* _Aim_
Copy the data below, substituting "point" for every "marker" and changing nothing else.

* _Dataset_

----------

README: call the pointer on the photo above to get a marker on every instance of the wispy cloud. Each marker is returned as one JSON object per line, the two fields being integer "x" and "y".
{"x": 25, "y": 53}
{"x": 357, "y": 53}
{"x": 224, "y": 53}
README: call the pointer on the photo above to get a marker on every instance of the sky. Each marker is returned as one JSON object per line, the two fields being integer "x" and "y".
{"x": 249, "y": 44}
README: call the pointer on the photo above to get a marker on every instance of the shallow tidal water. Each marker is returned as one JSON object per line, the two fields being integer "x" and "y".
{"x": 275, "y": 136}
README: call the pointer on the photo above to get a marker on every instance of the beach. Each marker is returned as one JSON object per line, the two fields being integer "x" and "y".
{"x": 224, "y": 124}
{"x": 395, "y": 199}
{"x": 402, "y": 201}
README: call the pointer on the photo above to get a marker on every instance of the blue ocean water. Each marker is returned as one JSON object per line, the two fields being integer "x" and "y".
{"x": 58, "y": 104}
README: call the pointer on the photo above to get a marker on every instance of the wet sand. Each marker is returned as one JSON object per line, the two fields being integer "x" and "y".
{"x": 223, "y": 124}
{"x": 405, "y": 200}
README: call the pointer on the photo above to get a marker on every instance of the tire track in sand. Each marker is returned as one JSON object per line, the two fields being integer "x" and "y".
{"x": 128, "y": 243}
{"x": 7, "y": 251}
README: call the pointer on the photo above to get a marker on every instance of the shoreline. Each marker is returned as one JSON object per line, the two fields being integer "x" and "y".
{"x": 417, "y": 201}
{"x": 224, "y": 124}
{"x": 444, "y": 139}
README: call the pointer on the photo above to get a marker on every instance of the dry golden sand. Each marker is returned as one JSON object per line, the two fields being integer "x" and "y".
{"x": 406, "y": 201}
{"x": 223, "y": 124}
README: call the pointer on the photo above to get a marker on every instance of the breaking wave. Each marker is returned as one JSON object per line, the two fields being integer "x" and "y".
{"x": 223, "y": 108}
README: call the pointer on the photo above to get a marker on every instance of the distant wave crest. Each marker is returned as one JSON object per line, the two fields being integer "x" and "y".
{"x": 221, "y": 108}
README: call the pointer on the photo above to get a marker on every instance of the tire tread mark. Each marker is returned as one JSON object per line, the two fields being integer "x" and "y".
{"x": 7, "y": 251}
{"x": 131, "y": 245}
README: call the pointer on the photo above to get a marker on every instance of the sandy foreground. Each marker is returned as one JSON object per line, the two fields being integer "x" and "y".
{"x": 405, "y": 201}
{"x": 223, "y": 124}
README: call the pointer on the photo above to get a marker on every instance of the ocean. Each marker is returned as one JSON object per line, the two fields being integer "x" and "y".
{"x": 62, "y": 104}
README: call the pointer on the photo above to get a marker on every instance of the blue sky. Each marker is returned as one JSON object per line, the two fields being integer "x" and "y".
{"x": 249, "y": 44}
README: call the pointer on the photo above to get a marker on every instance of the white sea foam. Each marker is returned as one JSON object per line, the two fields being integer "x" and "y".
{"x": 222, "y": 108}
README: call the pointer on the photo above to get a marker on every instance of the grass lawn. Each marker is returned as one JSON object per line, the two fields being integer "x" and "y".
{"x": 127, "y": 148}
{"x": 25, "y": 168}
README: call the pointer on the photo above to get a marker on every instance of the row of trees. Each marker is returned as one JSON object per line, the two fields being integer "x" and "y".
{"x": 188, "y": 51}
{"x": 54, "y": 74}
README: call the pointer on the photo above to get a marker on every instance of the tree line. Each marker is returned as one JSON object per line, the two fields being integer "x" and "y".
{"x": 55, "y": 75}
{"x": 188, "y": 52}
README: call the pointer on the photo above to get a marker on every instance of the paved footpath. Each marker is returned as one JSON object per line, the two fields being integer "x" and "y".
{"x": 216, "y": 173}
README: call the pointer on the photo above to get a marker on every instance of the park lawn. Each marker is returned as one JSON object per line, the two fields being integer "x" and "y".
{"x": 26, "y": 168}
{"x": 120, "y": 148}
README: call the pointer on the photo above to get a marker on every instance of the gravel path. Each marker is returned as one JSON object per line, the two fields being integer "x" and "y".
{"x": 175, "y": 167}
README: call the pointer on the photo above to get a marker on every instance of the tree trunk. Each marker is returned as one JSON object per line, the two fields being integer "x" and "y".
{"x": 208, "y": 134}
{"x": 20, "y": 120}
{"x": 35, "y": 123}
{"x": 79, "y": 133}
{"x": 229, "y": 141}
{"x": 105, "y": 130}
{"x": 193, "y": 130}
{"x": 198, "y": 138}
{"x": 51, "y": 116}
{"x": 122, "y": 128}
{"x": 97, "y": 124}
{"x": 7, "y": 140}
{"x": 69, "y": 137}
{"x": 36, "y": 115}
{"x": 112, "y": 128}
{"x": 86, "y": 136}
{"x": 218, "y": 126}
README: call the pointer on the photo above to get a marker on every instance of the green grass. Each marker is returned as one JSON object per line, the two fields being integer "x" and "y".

----------

* _Task answer_
README: call the pointer on the photo above to get a point on every instance of the wispy cloud. Each point is returned as one JSON object per line, the two fields being integer "x" and "y".
{"x": 25, "y": 53}
{"x": 357, "y": 53}
{"x": 224, "y": 53}
README: call the pointer on the photo above to get a point on every instance of the sky. Each point is returned as one JSON object per line, the two fields being integer "x" and "y".
{"x": 249, "y": 44}
README: call the pointer on the photo above to get a point on every instance of the shallow tidal water. Each point is returned as one JSON object per line, the two fields being integer "x" and "y".
{"x": 275, "y": 136}
README: call the pointer on the photo above to get a point on every instance of the beach. Each point is returned as one JSON object per line, the two fields being integer "x" and "y".
{"x": 224, "y": 124}
{"x": 395, "y": 199}
{"x": 402, "y": 201}
README: call the pointer on the photo above to get a point on every instance of the blue ocean water. Each point is returned as one JSON object per line, the two fields being integer "x" and "y".
{"x": 58, "y": 104}
README: call the pointer on the photo above to get a point on every instance of the wet sand. Each point is returned as one JSON object per line, the two fields being integer "x" and "y".
{"x": 223, "y": 124}
{"x": 405, "y": 200}
README: call the pointer on the photo above to get a point on every instance of the tire track in sand. Each point is returned as one JSON object per line, the two fields being integer "x" and "y".
{"x": 128, "y": 243}
{"x": 7, "y": 251}
README: call the pointer on the photo above to get a point on every instance of the shoreline. Each point is returned as one JSON object per line, the two fields being integer "x" and "y".
{"x": 417, "y": 201}
{"x": 224, "y": 124}
{"x": 444, "y": 139}
README: call the pointer on the photo above to get a point on every instance of the dry golden sand. Each point is returned as one JSON object per line, the two fields being integer "x" and "y".
{"x": 406, "y": 201}
{"x": 223, "y": 124}
README: call the pointer on the photo above to get a point on every instance of the breaking wave. Each point is returned as one JSON object per line, the two fields being integer "x" and "y".
{"x": 223, "y": 108}
README: call the pointer on the photo above to get a point on every instance of the distant wave crest. Each point is returned as one JSON object per line, the two fields being integer "x" and "y".
{"x": 221, "y": 108}
README: call the pointer on the photo above to get a point on every instance of the tire tread mark. Each point is returned as one JSON object per line, the two fields being integer "x" and "y".
{"x": 7, "y": 251}
{"x": 131, "y": 245}
README: call the pointer on the photo above to get a point on every instance of the sandy foreground. Each point is returned as one JSON object per line, the two fields being integer "x" and "y".
{"x": 405, "y": 201}
{"x": 223, "y": 124}
README: call the pointer on the photo above to get a point on every instance of the ocean. Each point is returned as one JSON object per line, the two fields being integer "x" and "y".
{"x": 62, "y": 104}
README: call the pointer on the photo above to get a point on every instance of the blue sky. Each point is returned as one JSON object per line, the two fields being integer "x" and "y".
{"x": 249, "y": 44}
README: call the pointer on the photo above to get a point on every instance of the white sea foam. Each point is returned as one JSON object per line, the two fields being integer "x" and "y".
{"x": 222, "y": 108}
README: call the pointer on the photo above to get a point on every instance of the grass lawn. Each point is returned as one JSON object per line, the two fields being integer "x" and "y".
{"x": 127, "y": 148}
{"x": 25, "y": 168}
README: call the pointer on the photo above to get a point on every instance of the row of trees. Each point is returned as one JSON object per line, the two fields being integer "x" and "y".
{"x": 188, "y": 51}
{"x": 54, "y": 74}
README: call the pointer on the photo above to get a point on every instance of the tree line. Each point is returned as one JSON object per line, the two fields being integer "x" and "y".
{"x": 55, "y": 75}
{"x": 188, "y": 52}
README: call the pointer on the photo above to get a point on every instance of the paved footpath. Each point is returned as one JSON object per line, the two fields being integer "x" and "y".
{"x": 216, "y": 173}
README: call the pointer on the photo above to get a point on every instance of the park lawn. Each point is returned as one JSON object per line, the two fields being integer "x" and "y".
{"x": 26, "y": 168}
{"x": 120, "y": 148}
README: call the pointer on the photo above to get a point on every instance of the gravel path. Each point is returned as one JSON object per line, the two fields being integer "x" and "y".
{"x": 175, "y": 167}
README: call the pointer on the photo above to get a point on every instance of the tree trunk. Each point is returned as one JSON object per line, the two fields being integer "x" and "y".
{"x": 208, "y": 134}
{"x": 20, "y": 120}
{"x": 35, "y": 123}
{"x": 79, "y": 133}
{"x": 229, "y": 141}
{"x": 105, "y": 130}
{"x": 193, "y": 130}
{"x": 198, "y": 138}
{"x": 51, "y": 116}
{"x": 122, "y": 128}
{"x": 97, "y": 124}
{"x": 7, "y": 140}
{"x": 69, "y": 137}
{"x": 36, "y": 115}
{"x": 112, "y": 128}
{"x": 86, "y": 136}
{"x": 218, "y": 126}
README: call the pointer on the photo above to get a point on every instance of the green grass. Each point is returned as one JSON object per line, the two fields being integer "x" and "y".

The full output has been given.